PROBLEM -> From the entries that follow, extract each line holding the string "below".

[Records from a data collection]
----
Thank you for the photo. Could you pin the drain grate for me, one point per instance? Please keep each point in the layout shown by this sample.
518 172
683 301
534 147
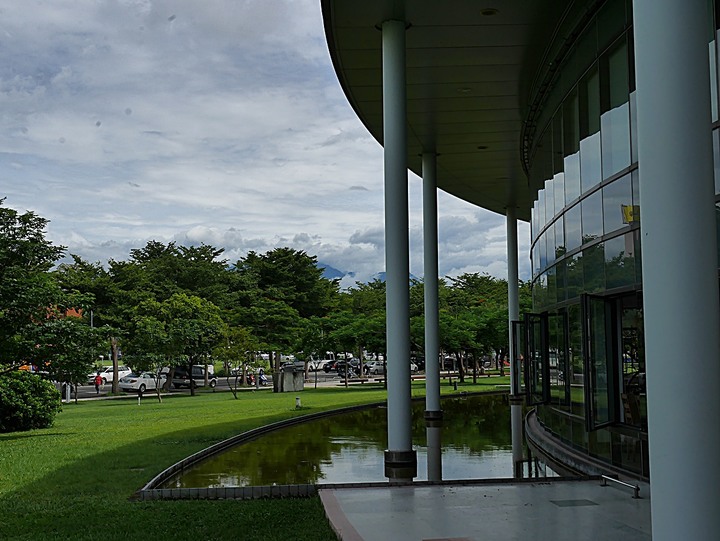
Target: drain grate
573 503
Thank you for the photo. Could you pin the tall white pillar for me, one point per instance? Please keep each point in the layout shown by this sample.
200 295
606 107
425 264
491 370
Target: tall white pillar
679 262
400 458
433 410
430 262
516 400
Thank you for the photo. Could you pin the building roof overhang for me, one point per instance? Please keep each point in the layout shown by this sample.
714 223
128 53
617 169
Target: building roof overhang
471 68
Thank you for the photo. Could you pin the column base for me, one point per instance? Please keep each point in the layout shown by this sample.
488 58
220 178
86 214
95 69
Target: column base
400 466
433 418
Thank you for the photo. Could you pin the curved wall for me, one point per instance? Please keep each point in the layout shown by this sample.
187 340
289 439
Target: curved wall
586 245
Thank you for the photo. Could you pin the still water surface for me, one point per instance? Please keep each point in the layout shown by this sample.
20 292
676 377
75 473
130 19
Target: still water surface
348 448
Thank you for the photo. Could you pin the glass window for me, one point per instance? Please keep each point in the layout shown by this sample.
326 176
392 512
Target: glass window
552 287
560 280
620 261
633 127
716 158
617 204
615 119
574 276
594 268
592 217
590 155
549 201
573 228
559 237
571 146
559 189
575 359
550 239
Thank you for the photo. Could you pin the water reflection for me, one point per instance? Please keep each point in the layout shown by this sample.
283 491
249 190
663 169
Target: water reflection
348 448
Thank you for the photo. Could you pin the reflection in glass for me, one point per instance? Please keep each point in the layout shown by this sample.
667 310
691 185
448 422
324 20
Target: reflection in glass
616 196
594 268
550 238
592 217
590 169
573 228
615 128
575 276
620 261
590 155
559 237
575 361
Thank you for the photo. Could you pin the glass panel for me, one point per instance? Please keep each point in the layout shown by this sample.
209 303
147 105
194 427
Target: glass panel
617 204
592 217
598 361
633 127
573 228
594 268
619 261
575 276
552 287
518 334
634 394
716 159
549 201
712 50
576 368
615 119
571 146
550 239
559 189
560 280
559 237
537 368
590 168
557 358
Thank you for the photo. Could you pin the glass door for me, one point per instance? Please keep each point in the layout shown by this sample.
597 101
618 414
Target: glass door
537 369
599 354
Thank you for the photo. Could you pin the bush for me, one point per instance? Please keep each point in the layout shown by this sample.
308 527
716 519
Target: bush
27 401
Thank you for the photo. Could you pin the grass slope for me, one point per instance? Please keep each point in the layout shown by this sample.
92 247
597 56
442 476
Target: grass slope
75 480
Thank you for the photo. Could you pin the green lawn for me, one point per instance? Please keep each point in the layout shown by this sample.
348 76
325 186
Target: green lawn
76 479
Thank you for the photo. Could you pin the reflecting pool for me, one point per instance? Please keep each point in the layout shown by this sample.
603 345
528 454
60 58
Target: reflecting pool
348 448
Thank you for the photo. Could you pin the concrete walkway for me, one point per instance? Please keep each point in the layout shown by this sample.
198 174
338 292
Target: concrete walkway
556 510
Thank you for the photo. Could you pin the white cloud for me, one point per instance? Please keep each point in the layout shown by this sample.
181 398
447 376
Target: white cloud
219 122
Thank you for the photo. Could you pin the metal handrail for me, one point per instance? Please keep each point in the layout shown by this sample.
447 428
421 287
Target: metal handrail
636 488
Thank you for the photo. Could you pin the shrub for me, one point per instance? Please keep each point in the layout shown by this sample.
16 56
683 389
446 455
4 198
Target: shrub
27 401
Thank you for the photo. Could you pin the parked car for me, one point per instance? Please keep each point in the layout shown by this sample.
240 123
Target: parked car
146 381
181 378
340 367
108 375
374 367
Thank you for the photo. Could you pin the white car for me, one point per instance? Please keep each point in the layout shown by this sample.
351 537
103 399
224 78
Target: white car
374 367
108 375
146 381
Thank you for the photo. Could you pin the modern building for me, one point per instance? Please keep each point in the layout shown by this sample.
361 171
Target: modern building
597 122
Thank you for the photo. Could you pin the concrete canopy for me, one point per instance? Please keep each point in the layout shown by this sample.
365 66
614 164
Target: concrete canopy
471 69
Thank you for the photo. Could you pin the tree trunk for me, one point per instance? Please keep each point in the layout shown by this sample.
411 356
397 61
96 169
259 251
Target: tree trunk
114 356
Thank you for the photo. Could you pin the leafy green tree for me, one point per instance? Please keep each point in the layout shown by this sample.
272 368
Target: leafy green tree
27 402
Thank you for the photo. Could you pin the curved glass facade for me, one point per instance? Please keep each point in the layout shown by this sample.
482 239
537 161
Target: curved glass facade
587 372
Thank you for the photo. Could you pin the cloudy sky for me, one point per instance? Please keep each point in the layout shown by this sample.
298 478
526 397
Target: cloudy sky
218 121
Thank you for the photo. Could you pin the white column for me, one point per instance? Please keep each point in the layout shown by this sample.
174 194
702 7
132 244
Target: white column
399 457
679 261
433 410
516 401
430 254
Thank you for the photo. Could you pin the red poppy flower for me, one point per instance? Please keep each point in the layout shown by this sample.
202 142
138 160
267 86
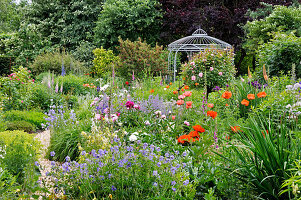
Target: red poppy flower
184 139
251 96
212 114
261 94
189 104
227 95
180 102
210 105
199 128
194 134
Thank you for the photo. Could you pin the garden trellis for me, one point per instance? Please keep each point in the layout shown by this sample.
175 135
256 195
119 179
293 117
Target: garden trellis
195 43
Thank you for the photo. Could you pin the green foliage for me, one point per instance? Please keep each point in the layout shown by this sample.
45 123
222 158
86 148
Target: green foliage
15 88
41 98
53 62
10 16
64 23
33 117
265 152
210 68
24 45
84 53
20 152
293 184
283 19
20 125
73 84
141 58
280 53
8 184
104 61
128 19
126 172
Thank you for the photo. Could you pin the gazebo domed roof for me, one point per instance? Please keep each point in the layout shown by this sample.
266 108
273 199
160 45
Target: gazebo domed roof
198 41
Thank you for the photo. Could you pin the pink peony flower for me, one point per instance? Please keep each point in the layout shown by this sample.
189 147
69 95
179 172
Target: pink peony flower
181 96
186 123
187 93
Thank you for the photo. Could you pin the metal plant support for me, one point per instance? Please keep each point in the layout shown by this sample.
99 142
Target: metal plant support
198 41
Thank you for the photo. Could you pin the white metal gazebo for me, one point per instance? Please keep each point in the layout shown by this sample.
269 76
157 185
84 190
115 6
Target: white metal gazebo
195 43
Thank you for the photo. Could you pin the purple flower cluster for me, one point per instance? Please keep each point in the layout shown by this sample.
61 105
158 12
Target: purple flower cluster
99 166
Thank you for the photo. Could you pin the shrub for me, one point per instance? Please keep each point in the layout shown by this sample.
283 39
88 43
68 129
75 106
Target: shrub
20 125
16 86
211 68
20 152
53 61
74 85
103 62
138 17
33 117
41 97
65 133
135 171
280 53
141 58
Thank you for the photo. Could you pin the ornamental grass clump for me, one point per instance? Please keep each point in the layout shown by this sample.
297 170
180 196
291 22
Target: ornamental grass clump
264 155
135 171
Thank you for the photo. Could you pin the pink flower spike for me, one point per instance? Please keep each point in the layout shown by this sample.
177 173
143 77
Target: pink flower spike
181 96
186 123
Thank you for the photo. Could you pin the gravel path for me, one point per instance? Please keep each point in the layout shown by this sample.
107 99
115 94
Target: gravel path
44 137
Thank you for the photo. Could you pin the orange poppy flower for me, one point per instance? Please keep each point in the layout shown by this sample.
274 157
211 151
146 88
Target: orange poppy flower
194 134
198 128
235 129
184 139
227 95
245 102
189 104
251 96
261 94
187 93
210 105
212 114
180 102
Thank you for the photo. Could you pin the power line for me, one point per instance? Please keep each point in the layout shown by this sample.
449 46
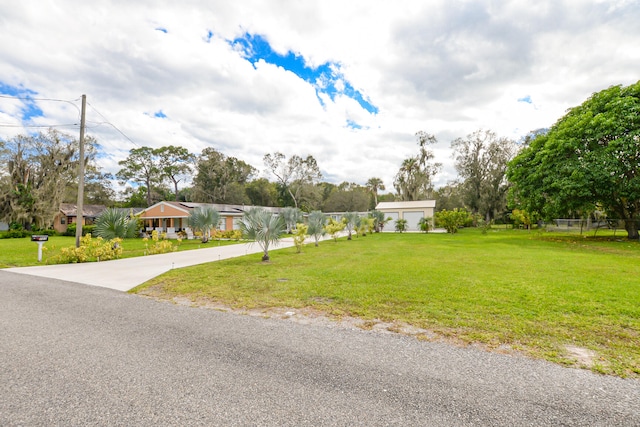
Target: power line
5 125
112 125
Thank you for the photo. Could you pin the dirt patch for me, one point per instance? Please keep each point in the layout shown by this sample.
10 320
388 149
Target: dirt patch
583 357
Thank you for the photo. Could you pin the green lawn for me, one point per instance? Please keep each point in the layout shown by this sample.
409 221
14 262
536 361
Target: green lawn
511 290
23 252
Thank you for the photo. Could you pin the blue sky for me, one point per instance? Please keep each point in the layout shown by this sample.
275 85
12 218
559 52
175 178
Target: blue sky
349 83
326 78
29 108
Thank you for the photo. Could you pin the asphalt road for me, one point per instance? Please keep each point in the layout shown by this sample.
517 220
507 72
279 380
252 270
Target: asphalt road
72 354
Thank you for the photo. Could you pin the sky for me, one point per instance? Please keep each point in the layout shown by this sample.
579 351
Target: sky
348 82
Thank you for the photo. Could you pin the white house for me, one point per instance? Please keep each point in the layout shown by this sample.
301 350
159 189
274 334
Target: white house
411 211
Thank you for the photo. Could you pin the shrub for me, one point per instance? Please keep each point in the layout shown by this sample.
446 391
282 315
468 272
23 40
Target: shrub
401 225
15 234
160 245
114 223
452 220
90 249
299 236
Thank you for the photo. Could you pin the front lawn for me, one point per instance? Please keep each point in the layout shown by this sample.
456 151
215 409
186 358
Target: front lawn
23 252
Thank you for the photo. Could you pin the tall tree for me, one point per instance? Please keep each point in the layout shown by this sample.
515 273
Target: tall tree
174 164
261 192
590 158
36 171
221 179
414 179
481 161
373 186
141 167
347 197
296 175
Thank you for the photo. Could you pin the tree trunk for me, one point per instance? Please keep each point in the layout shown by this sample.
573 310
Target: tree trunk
631 225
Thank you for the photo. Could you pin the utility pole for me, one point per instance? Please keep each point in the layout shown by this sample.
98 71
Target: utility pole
79 207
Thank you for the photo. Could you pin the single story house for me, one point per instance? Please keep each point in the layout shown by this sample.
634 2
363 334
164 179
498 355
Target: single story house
69 214
411 211
173 217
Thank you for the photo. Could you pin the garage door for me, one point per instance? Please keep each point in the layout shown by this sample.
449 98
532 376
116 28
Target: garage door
412 220
391 225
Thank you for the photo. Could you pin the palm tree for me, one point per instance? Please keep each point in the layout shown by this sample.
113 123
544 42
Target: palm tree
373 185
425 223
316 223
204 219
401 225
263 227
114 223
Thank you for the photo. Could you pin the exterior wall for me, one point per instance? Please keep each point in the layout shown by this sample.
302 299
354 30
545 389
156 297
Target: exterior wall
164 211
61 222
412 215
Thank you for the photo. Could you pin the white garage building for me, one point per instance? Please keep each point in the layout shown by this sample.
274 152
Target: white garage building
411 211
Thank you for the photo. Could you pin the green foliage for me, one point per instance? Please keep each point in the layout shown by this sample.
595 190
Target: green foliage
291 216
114 223
295 175
203 219
364 226
413 180
90 249
350 220
159 244
86 229
452 220
521 218
481 161
221 179
588 158
316 223
379 221
507 291
425 223
299 236
401 225
333 228
36 171
15 234
263 227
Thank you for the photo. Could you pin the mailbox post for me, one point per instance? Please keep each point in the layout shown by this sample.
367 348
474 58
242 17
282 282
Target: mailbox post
39 239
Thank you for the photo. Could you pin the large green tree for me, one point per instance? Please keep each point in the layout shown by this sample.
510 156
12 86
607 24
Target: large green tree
174 164
347 197
589 159
221 179
414 178
297 176
373 185
481 161
141 167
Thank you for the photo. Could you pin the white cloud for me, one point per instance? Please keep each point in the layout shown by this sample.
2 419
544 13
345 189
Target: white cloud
445 67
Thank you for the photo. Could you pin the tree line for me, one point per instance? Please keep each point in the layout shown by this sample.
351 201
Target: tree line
586 164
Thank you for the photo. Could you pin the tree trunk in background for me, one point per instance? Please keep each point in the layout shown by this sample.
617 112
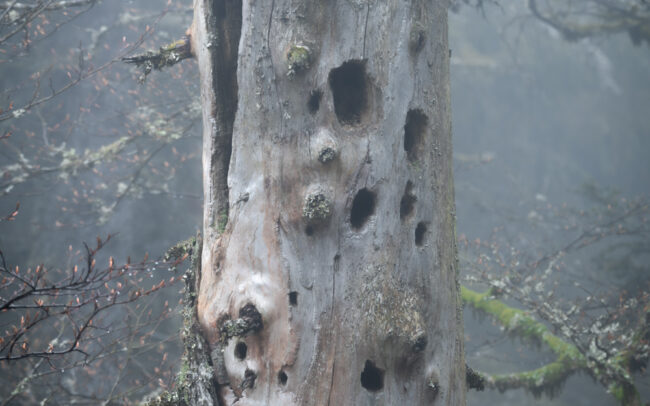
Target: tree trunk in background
329 204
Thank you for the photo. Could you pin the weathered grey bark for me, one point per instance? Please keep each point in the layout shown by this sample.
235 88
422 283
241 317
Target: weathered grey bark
329 202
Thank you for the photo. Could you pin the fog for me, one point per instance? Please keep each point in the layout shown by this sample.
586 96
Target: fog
539 123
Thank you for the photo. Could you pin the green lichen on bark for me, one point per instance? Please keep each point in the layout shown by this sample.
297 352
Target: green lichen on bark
392 310
317 207
298 59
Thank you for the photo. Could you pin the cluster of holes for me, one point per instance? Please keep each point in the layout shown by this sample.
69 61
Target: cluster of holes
313 104
421 233
414 132
407 204
363 206
349 91
372 378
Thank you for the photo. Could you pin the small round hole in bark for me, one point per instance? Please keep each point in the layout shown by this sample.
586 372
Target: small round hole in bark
407 203
372 378
313 104
414 131
421 233
363 206
293 298
349 90
241 349
282 378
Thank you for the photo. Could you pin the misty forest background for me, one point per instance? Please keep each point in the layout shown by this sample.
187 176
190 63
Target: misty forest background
549 136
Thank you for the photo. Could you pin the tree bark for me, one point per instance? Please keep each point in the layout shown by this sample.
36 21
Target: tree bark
329 269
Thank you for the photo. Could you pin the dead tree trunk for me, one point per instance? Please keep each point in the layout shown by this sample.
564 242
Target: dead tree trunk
329 273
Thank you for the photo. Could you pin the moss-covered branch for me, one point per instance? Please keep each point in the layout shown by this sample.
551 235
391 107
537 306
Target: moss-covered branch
167 55
612 373
195 384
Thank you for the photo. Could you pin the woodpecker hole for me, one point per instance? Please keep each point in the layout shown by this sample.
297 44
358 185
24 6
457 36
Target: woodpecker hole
363 206
407 204
414 132
282 378
372 378
241 349
421 233
313 104
350 91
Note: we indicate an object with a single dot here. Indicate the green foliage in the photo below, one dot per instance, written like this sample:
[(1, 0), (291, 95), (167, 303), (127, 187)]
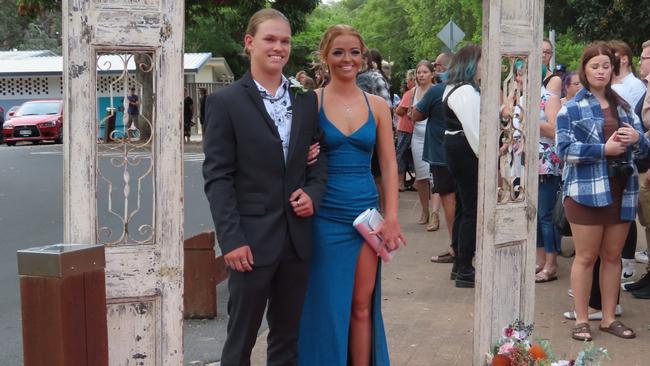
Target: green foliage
[(218, 26), (568, 51), (304, 44), (627, 20), (427, 17), (38, 31), (383, 25), (219, 30)]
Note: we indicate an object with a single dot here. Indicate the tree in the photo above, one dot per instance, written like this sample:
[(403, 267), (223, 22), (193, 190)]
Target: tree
[(304, 44), (627, 20)]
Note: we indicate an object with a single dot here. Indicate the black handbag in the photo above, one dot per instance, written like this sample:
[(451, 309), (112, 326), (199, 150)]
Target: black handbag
[(559, 217)]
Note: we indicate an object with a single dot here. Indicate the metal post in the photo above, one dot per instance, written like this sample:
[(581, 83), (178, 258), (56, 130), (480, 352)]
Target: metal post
[(63, 303)]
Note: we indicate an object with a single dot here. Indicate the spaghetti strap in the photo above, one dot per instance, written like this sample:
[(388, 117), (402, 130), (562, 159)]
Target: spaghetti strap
[(322, 100), (367, 102)]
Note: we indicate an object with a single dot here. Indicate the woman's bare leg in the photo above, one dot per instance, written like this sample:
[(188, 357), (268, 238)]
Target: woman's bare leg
[(610, 268), (587, 240), (361, 317), (424, 193)]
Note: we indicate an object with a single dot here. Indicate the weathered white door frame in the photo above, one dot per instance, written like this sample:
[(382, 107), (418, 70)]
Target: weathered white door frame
[(144, 278), (507, 222)]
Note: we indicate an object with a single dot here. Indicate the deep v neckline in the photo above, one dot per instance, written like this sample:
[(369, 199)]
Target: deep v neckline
[(322, 109), (341, 132)]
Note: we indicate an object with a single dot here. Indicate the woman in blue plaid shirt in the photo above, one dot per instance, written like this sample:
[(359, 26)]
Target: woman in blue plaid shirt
[(598, 135)]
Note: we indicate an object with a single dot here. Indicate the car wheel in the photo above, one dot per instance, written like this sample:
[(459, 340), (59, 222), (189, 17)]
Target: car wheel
[(59, 140)]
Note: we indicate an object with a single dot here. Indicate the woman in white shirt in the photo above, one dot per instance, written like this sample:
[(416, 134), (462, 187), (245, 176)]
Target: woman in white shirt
[(461, 102), (424, 79)]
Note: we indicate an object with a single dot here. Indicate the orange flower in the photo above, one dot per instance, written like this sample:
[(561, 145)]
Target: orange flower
[(537, 352), (500, 360)]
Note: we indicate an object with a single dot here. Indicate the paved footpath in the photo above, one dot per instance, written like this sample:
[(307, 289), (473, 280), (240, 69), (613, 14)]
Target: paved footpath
[(429, 322)]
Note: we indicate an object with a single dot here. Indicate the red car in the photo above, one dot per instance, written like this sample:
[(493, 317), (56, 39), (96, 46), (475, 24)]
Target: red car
[(35, 121)]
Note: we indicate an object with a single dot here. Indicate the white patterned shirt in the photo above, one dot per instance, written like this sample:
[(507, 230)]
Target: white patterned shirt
[(279, 108)]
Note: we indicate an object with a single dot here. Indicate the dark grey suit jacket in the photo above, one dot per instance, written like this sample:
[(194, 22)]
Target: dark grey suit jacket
[(247, 181)]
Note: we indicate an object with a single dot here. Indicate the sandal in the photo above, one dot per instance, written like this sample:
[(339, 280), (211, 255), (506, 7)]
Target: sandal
[(545, 276), (618, 329), (424, 218), (445, 257), (582, 332)]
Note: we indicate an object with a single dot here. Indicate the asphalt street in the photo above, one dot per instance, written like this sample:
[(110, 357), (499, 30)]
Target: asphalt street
[(31, 215)]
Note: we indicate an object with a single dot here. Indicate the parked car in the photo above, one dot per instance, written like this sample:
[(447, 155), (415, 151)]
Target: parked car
[(35, 121), (11, 112), (2, 122)]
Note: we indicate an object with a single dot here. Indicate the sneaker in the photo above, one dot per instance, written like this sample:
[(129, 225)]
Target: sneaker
[(598, 315), (641, 283), (627, 270), (641, 256)]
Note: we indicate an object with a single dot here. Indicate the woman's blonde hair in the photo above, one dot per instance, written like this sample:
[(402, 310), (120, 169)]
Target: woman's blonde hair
[(326, 42), (260, 17), (410, 74)]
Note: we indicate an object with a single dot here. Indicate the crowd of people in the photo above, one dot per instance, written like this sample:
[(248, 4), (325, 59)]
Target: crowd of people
[(350, 144)]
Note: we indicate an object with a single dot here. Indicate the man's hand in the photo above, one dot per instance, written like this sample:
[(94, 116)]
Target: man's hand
[(240, 259), (301, 203)]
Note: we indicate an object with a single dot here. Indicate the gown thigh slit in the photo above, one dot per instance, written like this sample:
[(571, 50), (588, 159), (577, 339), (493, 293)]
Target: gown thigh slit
[(325, 322)]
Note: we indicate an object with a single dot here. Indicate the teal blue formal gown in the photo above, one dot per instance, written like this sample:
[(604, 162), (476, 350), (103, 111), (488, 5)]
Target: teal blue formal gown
[(351, 189)]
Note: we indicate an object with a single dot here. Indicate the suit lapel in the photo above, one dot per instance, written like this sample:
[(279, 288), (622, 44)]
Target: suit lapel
[(295, 122), (254, 94)]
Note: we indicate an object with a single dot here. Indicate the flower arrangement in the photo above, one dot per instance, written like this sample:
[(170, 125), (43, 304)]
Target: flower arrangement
[(297, 87), (515, 348)]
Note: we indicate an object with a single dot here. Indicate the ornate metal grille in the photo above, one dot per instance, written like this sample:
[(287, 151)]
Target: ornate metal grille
[(512, 137), (125, 158)]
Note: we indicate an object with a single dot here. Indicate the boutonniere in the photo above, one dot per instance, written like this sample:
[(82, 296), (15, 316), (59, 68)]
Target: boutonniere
[(297, 87)]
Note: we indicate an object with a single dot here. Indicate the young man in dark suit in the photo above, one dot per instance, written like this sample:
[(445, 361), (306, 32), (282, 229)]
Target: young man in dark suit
[(262, 192)]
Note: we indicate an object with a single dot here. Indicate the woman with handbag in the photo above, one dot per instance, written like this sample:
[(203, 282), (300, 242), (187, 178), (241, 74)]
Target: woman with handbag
[(550, 173), (598, 135), (424, 79), (405, 130), (341, 320), (462, 109)]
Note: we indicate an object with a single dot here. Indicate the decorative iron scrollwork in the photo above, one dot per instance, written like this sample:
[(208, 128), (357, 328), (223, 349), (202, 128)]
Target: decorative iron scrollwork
[(125, 157), (512, 137)]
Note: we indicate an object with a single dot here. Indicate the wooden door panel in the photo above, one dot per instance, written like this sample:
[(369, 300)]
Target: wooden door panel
[(135, 169), (507, 196)]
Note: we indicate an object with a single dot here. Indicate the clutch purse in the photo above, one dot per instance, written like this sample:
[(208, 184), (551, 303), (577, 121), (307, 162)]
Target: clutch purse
[(367, 222)]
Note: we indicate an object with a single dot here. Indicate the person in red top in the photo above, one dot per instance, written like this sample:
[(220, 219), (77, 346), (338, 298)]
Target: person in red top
[(405, 130)]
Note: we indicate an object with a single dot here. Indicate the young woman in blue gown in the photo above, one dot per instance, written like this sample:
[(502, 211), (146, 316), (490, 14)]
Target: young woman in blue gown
[(341, 320)]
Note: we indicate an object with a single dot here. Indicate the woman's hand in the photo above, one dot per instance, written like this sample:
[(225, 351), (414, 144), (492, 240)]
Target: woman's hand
[(391, 233), (312, 155), (614, 146), (627, 135)]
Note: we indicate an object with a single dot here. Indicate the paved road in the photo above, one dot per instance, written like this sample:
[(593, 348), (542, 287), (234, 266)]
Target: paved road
[(31, 214)]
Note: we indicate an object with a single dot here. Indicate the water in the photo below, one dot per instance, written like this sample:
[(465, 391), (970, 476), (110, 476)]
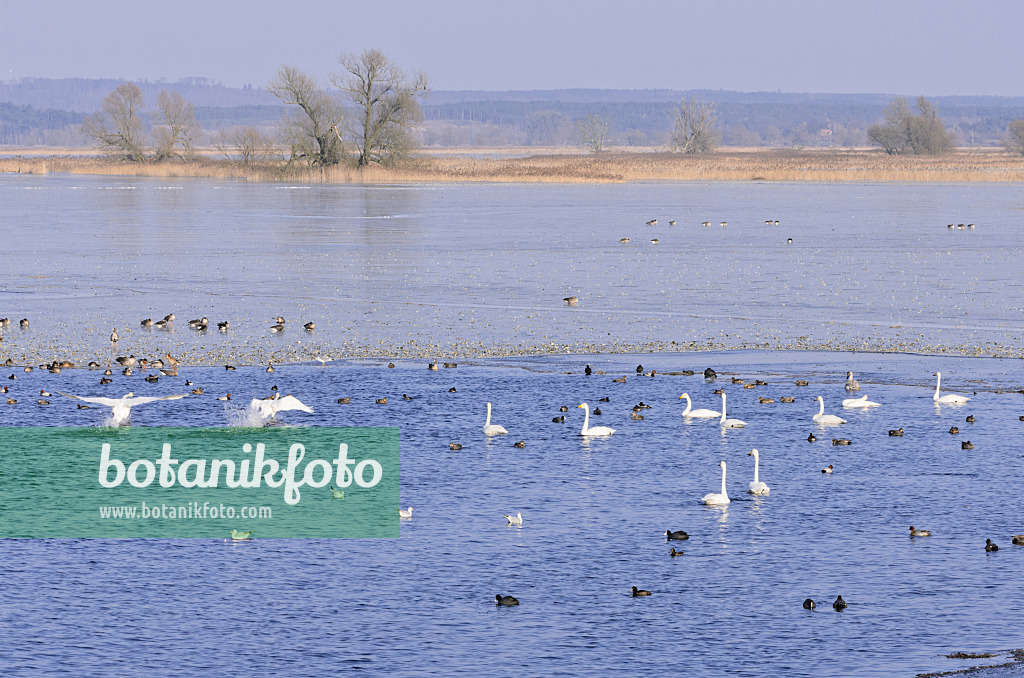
----
RESPONSE BOX ->
Note: we indicate an object with a single dot here. Indicate the green foliage in the photo below, one dot per instance, written like this sample:
Note: we indicate an object with a single dot here. Indicate the water in the photo below, one dot per instance, written like this sample:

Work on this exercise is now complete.